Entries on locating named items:

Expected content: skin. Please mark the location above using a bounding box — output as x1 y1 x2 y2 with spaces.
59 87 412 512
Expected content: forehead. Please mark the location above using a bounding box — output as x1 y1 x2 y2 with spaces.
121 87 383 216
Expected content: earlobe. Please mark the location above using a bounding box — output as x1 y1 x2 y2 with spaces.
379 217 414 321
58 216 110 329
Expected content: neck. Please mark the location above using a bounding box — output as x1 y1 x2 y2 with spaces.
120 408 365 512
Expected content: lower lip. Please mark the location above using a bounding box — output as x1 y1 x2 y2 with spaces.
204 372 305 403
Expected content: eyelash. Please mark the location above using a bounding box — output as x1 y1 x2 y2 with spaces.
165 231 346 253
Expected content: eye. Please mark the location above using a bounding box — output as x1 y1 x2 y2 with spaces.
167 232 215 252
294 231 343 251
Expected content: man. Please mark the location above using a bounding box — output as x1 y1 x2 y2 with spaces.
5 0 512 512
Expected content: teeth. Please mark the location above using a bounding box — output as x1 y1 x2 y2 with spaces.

### SET TASK
Reproduce every line of the listing above, substituting "rectangle" for each occurrence of "bounding box" and keeping everything else the same.

### PROBLEM SOLUTION
Expected content: skin. Please mark the location above using a rectangle — output as x1 y1 x2 y2 with spaces.
59 87 412 512
Expected content: forehead. Please mark the location above using a rectangle — output as x1 y1 x2 y2 with spaces.
121 87 383 216
Expected content: earlobe. Please mark the location above using a rectangle — output as x1 y1 x2 y2 with spaces.
379 217 414 321
58 216 110 329
Expected content: neck. Please mark the location above using a rectangle — output as x1 y1 x2 y2 with spaces.
120 408 365 512
Expected content: lower lip. Please mark the location above using a rectangle — output as x1 y1 x2 y2 with spaces.
204 372 305 403
Expected content: eyelash. Please mark the location above using a rectangle — output as x1 y1 x2 y2 with spaces.
165 231 346 253
Expected content: eye. Please mark the location above using a rectangle — output as x1 y1 x2 y2 with spaces.
167 232 215 252
294 231 343 251
Expected content: man. Please mark the location above using a rectangle — output as x1 y1 x2 y2 with spaces.
5 0 512 512
Expected content: teeth. Please mark the location above using a rectangle — output as x1 y1 x2 y2 with spaces.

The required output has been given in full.